* **Given records**:
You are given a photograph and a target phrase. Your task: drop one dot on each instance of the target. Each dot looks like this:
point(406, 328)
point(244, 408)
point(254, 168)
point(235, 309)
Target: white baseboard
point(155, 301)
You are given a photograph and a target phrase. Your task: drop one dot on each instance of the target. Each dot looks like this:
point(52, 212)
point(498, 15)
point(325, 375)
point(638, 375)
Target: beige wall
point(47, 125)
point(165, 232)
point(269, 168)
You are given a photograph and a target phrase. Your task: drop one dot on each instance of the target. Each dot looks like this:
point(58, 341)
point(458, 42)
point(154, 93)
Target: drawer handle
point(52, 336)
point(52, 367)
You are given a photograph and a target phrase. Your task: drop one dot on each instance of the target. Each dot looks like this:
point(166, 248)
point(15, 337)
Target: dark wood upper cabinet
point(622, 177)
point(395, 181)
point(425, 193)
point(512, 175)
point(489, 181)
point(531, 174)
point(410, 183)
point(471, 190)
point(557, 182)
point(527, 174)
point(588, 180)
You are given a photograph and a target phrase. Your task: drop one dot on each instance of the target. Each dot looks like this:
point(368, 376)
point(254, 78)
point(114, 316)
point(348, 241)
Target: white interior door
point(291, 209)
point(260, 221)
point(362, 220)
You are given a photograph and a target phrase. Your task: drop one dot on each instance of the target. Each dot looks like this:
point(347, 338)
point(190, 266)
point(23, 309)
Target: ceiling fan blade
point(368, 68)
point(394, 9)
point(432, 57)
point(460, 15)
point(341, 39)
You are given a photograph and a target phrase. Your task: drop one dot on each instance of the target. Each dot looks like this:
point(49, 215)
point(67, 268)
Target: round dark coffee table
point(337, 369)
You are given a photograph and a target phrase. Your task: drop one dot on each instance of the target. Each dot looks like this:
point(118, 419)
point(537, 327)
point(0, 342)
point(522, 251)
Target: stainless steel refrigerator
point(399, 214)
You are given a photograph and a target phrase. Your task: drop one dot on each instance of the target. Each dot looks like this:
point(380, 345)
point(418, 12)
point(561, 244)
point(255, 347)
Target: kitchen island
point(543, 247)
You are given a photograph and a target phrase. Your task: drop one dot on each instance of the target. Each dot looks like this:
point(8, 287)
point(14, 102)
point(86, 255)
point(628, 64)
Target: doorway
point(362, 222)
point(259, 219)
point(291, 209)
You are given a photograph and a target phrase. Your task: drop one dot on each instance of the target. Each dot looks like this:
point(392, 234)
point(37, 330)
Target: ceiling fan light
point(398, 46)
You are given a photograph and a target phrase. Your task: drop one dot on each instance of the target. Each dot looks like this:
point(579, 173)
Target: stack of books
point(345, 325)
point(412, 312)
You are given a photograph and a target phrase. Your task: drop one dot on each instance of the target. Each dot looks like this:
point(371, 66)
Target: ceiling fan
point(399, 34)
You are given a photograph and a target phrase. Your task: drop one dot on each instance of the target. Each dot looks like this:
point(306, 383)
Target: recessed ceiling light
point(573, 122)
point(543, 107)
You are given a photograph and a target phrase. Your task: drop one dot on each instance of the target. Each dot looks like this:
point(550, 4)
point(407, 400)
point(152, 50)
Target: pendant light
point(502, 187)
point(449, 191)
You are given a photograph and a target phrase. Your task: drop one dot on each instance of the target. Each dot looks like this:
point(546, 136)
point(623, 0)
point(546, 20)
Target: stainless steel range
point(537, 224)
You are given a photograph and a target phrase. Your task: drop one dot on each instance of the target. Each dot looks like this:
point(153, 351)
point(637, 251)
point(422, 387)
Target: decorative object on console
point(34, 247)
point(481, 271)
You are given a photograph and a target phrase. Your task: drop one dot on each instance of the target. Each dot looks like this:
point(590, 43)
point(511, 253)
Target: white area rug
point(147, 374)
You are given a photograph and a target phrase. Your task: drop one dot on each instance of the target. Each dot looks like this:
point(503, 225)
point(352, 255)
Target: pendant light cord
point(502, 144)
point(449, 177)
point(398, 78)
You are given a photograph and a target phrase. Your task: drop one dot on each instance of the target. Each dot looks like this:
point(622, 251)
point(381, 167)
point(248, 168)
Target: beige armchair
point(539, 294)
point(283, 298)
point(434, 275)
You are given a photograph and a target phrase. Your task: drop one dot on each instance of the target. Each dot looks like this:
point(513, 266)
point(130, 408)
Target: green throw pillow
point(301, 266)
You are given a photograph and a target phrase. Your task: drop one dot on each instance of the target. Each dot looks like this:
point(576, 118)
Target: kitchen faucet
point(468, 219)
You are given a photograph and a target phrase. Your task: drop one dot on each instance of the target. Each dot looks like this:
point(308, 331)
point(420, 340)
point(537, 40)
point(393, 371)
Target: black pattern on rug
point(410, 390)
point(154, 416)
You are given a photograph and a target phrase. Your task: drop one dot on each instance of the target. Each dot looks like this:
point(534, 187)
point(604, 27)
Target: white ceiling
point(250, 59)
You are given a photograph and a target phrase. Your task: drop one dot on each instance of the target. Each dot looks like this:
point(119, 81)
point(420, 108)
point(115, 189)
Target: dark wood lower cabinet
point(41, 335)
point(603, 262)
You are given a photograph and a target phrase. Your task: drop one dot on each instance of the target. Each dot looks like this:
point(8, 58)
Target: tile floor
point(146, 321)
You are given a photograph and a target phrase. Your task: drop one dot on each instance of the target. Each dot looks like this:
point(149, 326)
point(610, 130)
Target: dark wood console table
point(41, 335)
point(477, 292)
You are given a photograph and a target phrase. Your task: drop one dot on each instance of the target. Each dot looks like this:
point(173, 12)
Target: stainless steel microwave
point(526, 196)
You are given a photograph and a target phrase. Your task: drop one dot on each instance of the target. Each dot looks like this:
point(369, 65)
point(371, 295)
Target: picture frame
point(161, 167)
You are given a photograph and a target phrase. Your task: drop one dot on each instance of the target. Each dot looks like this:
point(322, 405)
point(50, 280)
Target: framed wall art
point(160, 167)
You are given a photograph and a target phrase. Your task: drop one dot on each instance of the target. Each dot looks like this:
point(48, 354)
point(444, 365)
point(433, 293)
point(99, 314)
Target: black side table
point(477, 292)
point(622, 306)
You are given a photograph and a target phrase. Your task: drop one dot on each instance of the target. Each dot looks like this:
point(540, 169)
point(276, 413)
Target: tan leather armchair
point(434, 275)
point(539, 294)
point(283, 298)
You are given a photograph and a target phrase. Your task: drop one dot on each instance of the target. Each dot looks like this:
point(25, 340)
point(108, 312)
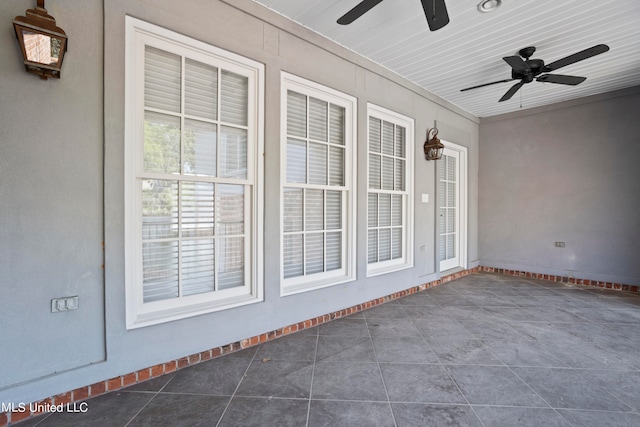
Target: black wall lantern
point(432, 146)
point(43, 44)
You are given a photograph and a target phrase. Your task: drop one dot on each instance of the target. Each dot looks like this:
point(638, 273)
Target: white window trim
point(407, 260)
point(138, 35)
point(297, 285)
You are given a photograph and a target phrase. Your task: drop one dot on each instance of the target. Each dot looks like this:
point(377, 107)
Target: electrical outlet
point(64, 304)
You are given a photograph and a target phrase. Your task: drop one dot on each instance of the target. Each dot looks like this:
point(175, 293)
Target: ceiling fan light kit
point(527, 70)
point(486, 6)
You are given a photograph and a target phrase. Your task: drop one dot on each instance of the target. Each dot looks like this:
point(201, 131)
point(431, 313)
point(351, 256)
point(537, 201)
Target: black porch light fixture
point(43, 44)
point(433, 148)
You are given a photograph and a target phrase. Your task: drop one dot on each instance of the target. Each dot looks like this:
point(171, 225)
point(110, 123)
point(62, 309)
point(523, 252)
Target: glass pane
point(336, 125)
point(296, 114)
point(233, 153)
point(159, 209)
point(293, 255)
point(162, 79)
point(42, 48)
point(296, 161)
point(161, 143)
point(400, 141)
point(197, 267)
point(387, 173)
point(292, 209)
point(384, 245)
point(387, 138)
point(451, 246)
point(396, 209)
point(372, 244)
point(374, 171)
point(399, 175)
point(451, 168)
point(451, 223)
point(199, 148)
point(334, 210)
point(317, 163)
point(317, 119)
point(375, 135)
point(442, 221)
point(336, 166)
point(230, 209)
point(396, 243)
point(314, 253)
point(197, 209)
point(451, 195)
point(159, 271)
point(384, 207)
point(442, 168)
point(201, 90)
point(314, 210)
point(230, 262)
point(234, 98)
point(372, 210)
point(334, 251)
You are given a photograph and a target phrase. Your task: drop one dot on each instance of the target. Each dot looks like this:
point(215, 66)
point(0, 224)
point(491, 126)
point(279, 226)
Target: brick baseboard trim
point(73, 397)
point(562, 279)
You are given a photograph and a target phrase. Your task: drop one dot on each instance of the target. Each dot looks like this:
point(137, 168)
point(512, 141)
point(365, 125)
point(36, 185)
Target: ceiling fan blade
point(486, 84)
point(360, 9)
point(561, 79)
point(507, 96)
point(517, 64)
point(436, 13)
point(583, 54)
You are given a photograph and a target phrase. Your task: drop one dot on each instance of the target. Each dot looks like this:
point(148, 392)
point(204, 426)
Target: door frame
point(463, 214)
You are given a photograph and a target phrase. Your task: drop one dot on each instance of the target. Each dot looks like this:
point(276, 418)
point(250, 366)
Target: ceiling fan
point(434, 10)
point(525, 69)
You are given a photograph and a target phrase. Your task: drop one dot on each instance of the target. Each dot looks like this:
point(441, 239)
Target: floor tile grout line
point(313, 371)
point(384, 386)
point(449, 374)
point(150, 400)
point(238, 386)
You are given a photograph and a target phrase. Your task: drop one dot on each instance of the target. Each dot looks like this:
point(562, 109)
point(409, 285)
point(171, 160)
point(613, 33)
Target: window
point(192, 168)
point(390, 191)
point(317, 193)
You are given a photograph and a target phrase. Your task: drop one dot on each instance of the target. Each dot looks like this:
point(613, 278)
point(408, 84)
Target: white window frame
point(347, 273)
point(139, 314)
point(407, 258)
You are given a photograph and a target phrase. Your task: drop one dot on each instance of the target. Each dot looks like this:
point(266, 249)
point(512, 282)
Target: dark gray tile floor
point(484, 350)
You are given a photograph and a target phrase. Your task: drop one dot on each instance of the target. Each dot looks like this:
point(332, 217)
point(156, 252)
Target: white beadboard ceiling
point(469, 50)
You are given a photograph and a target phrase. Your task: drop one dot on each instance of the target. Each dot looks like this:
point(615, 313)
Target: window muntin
point(193, 135)
point(317, 197)
point(389, 198)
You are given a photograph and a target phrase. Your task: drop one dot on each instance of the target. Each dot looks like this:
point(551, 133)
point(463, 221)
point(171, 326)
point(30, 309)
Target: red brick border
point(563, 279)
point(145, 374)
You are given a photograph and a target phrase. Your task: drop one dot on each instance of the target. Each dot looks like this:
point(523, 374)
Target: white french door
point(452, 208)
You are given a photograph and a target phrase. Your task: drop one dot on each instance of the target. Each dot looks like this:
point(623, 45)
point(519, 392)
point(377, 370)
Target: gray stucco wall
point(568, 173)
point(70, 174)
point(51, 200)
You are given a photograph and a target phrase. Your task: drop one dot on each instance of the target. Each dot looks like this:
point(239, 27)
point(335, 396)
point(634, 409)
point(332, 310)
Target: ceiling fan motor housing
point(536, 67)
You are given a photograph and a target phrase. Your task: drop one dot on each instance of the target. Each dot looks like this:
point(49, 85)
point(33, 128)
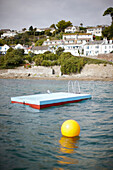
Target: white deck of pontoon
point(40, 101)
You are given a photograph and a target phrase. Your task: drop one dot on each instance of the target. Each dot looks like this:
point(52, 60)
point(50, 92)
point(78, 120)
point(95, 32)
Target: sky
point(19, 14)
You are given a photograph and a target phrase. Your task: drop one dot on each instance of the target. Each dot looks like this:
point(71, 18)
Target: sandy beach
point(100, 72)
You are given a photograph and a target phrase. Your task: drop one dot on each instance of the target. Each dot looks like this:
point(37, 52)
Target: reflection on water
point(68, 146)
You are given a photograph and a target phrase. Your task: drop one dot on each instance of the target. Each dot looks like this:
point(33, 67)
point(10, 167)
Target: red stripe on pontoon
point(48, 105)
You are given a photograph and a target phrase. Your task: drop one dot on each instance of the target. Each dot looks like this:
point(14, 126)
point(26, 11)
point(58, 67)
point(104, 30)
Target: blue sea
point(30, 139)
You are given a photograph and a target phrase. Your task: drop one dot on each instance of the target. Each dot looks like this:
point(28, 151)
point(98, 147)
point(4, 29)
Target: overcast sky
point(18, 14)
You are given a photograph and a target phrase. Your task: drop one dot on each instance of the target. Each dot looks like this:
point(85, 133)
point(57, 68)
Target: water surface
point(31, 139)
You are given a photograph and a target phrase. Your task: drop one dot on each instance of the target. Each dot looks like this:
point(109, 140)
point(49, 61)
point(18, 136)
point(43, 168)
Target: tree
point(61, 25)
point(31, 28)
point(53, 26)
point(109, 11)
point(59, 51)
point(81, 24)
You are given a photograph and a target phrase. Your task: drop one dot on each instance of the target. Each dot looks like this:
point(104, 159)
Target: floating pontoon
point(40, 101)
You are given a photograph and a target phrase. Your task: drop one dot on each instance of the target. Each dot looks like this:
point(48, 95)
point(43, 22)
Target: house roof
point(40, 48)
point(94, 42)
point(77, 34)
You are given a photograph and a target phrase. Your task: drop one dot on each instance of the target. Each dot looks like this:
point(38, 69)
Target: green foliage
point(39, 42)
point(109, 11)
point(61, 25)
point(71, 64)
point(46, 59)
point(2, 42)
point(31, 28)
point(59, 51)
point(53, 26)
point(48, 33)
point(108, 32)
point(13, 58)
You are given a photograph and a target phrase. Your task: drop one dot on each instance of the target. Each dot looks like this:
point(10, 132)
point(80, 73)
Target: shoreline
point(91, 72)
point(58, 78)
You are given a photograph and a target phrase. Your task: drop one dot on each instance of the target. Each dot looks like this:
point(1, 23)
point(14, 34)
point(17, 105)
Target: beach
point(102, 72)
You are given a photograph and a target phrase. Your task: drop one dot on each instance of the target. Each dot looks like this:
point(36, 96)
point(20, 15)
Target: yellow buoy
point(70, 128)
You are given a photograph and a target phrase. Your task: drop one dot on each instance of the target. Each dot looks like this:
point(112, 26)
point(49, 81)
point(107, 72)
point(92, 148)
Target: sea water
point(31, 138)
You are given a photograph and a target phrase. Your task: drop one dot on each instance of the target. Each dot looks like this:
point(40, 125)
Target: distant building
point(97, 31)
point(72, 29)
point(39, 49)
point(44, 29)
point(77, 36)
point(8, 34)
point(4, 48)
point(98, 47)
point(5, 30)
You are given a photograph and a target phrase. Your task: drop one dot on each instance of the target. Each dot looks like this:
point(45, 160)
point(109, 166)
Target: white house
point(44, 29)
point(52, 42)
point(98, 47)
point(78, 36)
point(19, 46)
point(3, 49)
point(97, 31)
point(39, 49)
point(74, 49)
point(8, 34)
point(72, 29)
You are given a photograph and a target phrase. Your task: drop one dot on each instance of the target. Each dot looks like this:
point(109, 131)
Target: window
point(97, 46)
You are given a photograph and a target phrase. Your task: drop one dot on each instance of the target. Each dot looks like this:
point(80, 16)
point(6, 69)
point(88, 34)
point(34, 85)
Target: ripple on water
point(31, 139)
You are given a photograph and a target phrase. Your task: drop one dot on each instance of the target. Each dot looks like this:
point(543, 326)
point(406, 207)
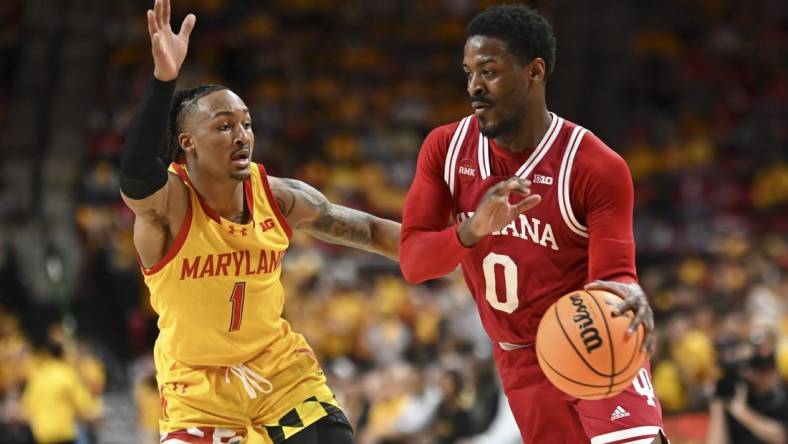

* **Directions**: Update everything from the first line down to the line containing "point(155, 301)" by replacing "white baseboard" with "gray baseboard", leaving all else unchanged, and give only those lines.

* **Solution to the problem**:
You are given a photograph and a target phrase. Your task: drop one dot on each instance of the target. Each dot looks like this:
point(406, 328)
point(244, 408)
point(254, 168)
point(235, 309)
Target: gray baseboard
point(155, 301)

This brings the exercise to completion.